TEXT:
What we ask of the countryside is changing. Land, of course, is needed to produce food: we dedicate 70 per cent of the UK’s land to farming. But, in the face of climate change and the loss of nature, land must also soak up carbon dioxide from the atmosphere, provide much more habitat for wildlife and help to defend against increasing natural risks like flooding. These needs are codified in new laws which require net negative greenhouse gas emissions from land by 2050 and a reversal of the 70 year decline in nature by 2030. Expecting every parcel of land to produce food, nature, carbon removal, recreation and flood abatement in equal measure is a recipe for failure. There are hard trade-offs: managing land to maximise food production reduces its nature and carbon sequestration potential. Using peatlands to grow food in the way we do today imposes too high a carbon cost. Instead, policy should make a virtue of the fact that natural capital varies enormously across space. Twenty per cent of farmed land in England produces just three per cent of the calories we grow and, as our analysis shows, using the least productive ten per cent of land for natural habitat and carbon removal would raise bird populations by 48 per cent by 2050 and save half the carbon needed by 2035 from the whole land system.

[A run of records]
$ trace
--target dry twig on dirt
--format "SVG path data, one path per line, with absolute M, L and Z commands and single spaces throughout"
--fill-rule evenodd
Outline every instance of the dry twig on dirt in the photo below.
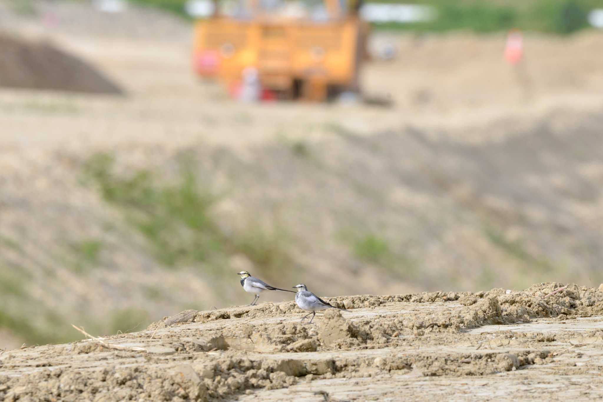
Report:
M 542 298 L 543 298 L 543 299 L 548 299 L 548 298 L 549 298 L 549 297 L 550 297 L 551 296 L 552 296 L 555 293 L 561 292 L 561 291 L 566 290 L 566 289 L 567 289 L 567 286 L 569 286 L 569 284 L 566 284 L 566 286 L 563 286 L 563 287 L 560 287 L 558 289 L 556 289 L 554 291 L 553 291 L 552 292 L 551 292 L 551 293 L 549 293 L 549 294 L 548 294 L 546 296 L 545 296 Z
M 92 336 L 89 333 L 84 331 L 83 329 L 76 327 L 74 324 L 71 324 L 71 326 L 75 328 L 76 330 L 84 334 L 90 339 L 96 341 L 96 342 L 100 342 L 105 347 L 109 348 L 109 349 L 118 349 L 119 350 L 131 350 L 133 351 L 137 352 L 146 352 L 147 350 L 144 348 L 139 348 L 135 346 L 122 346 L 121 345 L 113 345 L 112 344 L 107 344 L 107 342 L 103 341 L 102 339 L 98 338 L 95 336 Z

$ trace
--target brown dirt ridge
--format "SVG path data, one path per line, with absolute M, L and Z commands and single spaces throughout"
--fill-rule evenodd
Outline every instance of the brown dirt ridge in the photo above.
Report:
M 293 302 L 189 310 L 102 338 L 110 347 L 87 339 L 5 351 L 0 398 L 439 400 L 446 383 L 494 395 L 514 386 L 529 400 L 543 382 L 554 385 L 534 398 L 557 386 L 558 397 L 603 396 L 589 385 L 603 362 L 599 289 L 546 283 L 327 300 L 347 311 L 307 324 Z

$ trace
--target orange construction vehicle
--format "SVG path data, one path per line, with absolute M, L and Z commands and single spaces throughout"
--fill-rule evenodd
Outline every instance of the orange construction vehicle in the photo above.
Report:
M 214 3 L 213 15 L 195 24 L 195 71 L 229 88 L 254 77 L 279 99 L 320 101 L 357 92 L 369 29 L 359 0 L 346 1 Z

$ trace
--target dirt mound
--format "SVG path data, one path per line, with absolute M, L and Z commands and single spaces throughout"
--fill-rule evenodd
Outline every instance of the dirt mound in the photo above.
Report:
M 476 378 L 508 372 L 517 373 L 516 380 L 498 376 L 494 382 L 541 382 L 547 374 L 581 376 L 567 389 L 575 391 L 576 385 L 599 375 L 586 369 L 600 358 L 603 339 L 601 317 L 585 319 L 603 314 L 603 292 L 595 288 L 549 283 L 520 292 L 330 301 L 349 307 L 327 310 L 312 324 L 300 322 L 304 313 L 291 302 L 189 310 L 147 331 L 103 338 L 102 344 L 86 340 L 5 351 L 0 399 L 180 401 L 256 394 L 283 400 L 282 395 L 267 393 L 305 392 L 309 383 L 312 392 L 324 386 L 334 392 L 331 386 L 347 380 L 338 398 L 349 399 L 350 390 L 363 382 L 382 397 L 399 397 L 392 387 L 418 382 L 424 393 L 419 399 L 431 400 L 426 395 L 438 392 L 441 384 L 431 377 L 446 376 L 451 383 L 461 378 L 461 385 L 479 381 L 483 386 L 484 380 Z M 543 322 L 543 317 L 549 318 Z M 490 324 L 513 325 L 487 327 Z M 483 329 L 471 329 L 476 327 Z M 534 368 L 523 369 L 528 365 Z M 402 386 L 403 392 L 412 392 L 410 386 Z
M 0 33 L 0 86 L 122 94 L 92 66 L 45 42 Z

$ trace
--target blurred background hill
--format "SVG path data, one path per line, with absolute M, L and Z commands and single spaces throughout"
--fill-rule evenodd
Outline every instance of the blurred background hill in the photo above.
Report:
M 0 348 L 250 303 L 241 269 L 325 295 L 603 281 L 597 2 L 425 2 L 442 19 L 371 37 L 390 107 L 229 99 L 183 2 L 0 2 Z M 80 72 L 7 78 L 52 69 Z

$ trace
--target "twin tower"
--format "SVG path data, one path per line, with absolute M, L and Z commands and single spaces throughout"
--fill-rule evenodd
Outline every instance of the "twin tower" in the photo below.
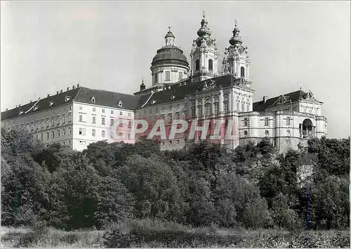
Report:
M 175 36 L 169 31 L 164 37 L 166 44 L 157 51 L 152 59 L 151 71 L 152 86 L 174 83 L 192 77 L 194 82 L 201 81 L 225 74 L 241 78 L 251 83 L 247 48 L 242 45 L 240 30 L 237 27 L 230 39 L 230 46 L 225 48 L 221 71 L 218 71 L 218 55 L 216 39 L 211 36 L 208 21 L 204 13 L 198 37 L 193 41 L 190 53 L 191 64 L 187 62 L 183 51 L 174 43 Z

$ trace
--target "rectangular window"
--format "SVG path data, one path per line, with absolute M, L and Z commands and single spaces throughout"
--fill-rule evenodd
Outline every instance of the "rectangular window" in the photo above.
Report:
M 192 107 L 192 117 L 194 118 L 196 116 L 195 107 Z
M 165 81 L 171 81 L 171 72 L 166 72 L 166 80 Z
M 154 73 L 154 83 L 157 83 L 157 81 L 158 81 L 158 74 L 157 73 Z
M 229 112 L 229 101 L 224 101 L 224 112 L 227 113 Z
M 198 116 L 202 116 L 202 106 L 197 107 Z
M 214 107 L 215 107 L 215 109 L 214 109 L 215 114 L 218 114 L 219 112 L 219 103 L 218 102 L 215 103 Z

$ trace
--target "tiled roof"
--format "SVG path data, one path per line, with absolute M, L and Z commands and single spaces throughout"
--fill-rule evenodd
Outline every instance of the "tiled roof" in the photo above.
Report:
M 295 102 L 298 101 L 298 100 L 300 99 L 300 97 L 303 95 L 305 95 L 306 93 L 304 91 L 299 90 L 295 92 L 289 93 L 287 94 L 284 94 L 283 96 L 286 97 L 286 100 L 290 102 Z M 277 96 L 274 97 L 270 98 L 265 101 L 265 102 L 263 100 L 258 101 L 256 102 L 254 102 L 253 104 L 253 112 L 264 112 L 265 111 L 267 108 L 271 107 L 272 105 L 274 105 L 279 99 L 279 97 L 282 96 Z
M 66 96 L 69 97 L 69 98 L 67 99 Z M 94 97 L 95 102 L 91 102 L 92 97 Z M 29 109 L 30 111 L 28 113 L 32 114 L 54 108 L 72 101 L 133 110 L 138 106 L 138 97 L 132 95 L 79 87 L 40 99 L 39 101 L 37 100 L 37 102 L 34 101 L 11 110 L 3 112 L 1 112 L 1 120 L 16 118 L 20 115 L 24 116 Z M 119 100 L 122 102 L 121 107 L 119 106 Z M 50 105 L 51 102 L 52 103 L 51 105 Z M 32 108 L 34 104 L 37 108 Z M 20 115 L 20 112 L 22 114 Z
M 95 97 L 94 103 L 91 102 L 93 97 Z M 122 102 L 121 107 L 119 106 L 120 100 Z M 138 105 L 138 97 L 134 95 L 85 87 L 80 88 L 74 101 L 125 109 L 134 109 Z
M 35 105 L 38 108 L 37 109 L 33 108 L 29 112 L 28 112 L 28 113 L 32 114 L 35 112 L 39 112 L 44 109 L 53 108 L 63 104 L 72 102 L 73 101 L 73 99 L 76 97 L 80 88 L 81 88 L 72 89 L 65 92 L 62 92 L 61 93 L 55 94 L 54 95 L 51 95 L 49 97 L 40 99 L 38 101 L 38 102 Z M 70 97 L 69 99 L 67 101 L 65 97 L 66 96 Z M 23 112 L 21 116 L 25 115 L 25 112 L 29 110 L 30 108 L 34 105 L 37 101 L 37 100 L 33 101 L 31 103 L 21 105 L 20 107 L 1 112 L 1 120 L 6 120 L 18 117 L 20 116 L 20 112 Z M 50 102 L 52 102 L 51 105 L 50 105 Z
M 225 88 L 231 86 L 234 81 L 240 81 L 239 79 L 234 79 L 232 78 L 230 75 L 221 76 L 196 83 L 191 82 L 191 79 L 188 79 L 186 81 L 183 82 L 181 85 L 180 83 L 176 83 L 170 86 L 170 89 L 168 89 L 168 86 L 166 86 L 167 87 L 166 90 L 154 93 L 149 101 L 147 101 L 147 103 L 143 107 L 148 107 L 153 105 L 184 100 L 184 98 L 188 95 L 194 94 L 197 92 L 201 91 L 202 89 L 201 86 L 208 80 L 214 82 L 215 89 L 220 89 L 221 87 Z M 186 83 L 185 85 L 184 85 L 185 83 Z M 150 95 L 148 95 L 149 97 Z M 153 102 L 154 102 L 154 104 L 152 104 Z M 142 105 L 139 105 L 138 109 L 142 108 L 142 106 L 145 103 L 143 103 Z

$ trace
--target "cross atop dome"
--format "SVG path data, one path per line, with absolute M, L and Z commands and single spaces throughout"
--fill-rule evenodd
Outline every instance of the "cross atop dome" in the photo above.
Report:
---
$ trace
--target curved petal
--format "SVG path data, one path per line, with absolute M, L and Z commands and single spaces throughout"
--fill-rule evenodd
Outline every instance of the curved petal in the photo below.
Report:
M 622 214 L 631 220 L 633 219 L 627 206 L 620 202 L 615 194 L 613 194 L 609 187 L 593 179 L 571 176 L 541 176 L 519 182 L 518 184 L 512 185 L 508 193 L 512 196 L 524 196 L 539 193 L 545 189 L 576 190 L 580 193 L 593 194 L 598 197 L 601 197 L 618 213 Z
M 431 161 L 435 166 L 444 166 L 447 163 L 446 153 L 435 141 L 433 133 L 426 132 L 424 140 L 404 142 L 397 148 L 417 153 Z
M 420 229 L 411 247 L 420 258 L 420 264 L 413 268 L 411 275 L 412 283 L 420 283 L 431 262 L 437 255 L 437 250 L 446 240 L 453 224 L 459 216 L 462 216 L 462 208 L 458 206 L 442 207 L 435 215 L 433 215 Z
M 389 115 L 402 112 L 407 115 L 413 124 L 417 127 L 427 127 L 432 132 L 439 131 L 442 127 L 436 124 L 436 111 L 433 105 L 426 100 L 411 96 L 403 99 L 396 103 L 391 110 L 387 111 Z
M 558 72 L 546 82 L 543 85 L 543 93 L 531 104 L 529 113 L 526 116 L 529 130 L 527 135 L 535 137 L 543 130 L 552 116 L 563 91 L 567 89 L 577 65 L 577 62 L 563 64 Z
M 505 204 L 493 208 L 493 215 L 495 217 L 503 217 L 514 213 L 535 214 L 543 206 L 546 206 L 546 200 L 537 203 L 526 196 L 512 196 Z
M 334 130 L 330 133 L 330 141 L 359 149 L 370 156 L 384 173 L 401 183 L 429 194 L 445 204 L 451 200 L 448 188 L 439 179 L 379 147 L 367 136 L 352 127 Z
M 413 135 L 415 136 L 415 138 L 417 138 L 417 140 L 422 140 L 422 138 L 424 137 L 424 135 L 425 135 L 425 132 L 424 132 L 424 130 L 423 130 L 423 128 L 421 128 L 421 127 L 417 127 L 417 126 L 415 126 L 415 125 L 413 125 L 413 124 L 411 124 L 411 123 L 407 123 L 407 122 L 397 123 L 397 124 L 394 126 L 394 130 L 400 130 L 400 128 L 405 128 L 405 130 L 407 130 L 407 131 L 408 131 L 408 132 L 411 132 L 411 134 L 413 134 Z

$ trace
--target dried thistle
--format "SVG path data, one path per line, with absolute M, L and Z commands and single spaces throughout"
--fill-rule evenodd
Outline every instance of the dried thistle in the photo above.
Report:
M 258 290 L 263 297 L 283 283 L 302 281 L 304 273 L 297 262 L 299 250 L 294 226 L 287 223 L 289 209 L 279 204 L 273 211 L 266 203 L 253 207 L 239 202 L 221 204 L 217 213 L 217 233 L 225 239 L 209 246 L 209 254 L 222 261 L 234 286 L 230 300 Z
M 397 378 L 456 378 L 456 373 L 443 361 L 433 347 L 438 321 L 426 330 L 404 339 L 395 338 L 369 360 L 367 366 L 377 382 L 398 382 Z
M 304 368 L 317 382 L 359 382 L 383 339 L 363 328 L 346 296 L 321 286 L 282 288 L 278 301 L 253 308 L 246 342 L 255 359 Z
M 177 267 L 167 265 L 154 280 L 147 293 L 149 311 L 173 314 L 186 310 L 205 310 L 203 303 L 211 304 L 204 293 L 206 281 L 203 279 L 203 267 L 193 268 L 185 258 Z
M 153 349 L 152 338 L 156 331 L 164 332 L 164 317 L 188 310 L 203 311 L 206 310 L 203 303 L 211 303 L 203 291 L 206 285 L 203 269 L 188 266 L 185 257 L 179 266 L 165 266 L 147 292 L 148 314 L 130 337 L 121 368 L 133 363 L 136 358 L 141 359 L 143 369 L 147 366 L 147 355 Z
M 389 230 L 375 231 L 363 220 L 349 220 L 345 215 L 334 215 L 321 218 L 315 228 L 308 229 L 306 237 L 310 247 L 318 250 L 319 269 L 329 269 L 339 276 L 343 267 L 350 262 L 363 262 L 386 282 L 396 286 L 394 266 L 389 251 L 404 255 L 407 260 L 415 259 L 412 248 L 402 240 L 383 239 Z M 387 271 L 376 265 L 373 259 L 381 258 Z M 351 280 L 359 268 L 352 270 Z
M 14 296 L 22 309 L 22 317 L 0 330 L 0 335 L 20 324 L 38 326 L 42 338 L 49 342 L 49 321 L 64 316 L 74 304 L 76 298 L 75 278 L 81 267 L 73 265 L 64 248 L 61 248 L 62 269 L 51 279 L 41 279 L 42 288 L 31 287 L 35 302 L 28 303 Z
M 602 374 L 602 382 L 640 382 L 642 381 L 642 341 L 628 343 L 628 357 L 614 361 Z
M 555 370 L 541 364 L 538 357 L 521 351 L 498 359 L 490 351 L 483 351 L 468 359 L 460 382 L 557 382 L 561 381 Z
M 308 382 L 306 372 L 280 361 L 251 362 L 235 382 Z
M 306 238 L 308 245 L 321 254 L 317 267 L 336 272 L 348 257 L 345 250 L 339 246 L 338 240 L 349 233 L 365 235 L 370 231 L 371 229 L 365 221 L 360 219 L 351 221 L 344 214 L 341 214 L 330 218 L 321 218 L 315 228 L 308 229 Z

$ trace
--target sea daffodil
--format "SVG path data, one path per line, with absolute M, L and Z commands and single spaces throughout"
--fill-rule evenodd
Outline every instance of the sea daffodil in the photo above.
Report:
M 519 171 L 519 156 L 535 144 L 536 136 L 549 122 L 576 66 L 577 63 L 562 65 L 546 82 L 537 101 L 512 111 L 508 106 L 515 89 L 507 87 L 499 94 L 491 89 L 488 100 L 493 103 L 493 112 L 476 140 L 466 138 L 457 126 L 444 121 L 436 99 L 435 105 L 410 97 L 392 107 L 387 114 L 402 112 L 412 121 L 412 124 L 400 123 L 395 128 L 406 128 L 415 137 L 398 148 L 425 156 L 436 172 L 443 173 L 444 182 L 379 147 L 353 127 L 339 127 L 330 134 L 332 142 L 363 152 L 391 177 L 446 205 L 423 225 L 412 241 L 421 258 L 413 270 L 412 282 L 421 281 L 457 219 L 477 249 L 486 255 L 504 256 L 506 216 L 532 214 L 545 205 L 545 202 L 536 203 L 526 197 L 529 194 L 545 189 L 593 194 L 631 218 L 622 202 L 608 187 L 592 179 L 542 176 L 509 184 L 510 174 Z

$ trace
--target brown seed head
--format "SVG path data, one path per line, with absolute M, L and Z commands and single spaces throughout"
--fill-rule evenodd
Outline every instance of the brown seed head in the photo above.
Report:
--
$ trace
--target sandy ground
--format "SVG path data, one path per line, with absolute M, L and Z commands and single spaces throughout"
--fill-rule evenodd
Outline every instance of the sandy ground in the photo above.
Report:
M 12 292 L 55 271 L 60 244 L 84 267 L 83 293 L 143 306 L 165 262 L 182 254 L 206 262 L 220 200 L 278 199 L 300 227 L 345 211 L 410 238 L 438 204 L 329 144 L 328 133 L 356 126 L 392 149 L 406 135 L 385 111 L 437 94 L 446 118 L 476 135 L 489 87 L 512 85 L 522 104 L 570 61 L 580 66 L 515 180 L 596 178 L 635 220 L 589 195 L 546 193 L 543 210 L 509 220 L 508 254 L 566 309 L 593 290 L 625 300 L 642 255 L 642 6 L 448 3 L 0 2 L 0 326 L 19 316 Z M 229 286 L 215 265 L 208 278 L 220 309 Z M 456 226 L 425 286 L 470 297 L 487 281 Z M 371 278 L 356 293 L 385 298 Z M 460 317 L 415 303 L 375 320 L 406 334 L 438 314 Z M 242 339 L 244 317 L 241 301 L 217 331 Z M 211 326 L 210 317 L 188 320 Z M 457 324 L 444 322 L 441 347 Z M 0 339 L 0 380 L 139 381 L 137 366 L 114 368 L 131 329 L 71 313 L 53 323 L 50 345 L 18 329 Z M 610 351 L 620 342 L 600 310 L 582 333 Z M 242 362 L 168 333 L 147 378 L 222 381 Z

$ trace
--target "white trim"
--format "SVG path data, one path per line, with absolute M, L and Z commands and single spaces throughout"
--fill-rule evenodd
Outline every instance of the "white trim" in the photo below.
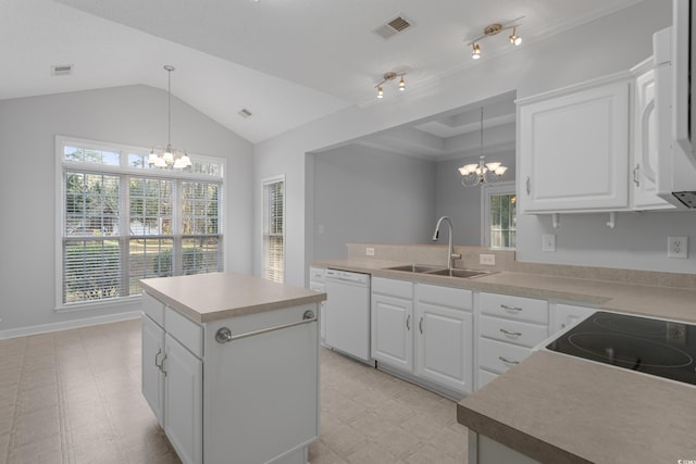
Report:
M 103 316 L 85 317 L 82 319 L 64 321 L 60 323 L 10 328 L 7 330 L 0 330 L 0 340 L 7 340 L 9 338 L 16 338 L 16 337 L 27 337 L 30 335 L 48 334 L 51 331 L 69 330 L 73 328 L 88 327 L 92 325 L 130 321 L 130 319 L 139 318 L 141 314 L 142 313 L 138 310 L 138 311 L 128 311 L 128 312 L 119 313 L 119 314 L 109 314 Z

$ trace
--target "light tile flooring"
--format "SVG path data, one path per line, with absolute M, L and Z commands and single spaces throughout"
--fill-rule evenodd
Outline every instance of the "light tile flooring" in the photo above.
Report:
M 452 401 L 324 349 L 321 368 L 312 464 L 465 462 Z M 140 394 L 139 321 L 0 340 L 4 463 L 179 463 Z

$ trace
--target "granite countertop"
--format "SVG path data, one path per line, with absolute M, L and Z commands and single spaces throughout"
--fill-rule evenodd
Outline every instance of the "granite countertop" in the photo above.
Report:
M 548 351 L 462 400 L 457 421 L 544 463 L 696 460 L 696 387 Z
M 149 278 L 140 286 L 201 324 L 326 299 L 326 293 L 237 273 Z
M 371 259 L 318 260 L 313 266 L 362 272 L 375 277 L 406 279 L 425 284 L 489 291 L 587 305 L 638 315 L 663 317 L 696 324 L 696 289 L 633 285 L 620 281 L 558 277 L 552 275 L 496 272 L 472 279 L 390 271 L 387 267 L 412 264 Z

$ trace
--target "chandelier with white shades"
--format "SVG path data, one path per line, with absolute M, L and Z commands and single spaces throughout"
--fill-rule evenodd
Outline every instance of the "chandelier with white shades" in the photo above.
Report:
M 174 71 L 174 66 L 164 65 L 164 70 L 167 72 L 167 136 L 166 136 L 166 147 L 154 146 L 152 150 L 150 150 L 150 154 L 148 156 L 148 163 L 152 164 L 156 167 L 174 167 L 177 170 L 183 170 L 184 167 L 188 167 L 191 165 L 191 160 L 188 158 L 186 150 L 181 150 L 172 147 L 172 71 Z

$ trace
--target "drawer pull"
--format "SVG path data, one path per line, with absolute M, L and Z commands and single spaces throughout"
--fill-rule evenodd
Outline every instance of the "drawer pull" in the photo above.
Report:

STATED GOAL 1:
According to the land-use text, what share of the UK's land is dedicated to farming?
STATED GOAL 2:
Please continue the land-use text from where it stops.

EXERCISE ANSWER 1:
70 per cent

EXERCISE ANSWER 2:
The government’s forthcoming Land Use Framework, announced in June 2022, must guide nature restoration and carbon removal towards areas poorly suited to producing food. It should also support farmers to keep food yields high on productive land while using much less fertiliser and pesticide: reductions of a quarter are possible without loss of production. Rewarding habitat restoration on the least productive land would help level rural areas up: many farmers on poor quality land struggle to make a profit from producing food, but they could have good incomes from the habitat and carbon removal their land is suited to provide. Using the least productive land for nature, and the most productive land for food will enable the remainder, the majority of farmland, to produce a mix of food, nature and carbon removal. Taken together, this ‘three compartment’ model of land use would meet all the government’s goals for the land. It should form the basis of a spatially explicit Land Use Framework. This framework would need to be more than advice, but less than command. Rather than dictating how land is used, it should show how the government proposes to fund the nature and climate outcomes that farmers and landowners can provide. It would show where the government believes land is best suited to produce food or nature, or both, and it would commit to funding (from public and private sources) to achieve the mix needed to meet the country’s nature, climate and food goals. It would enable farmers to make sense of the Environmental Land Management scheme (ELM) and markets for ecosystem services, and to plan how to use their land in light of these new opportunities.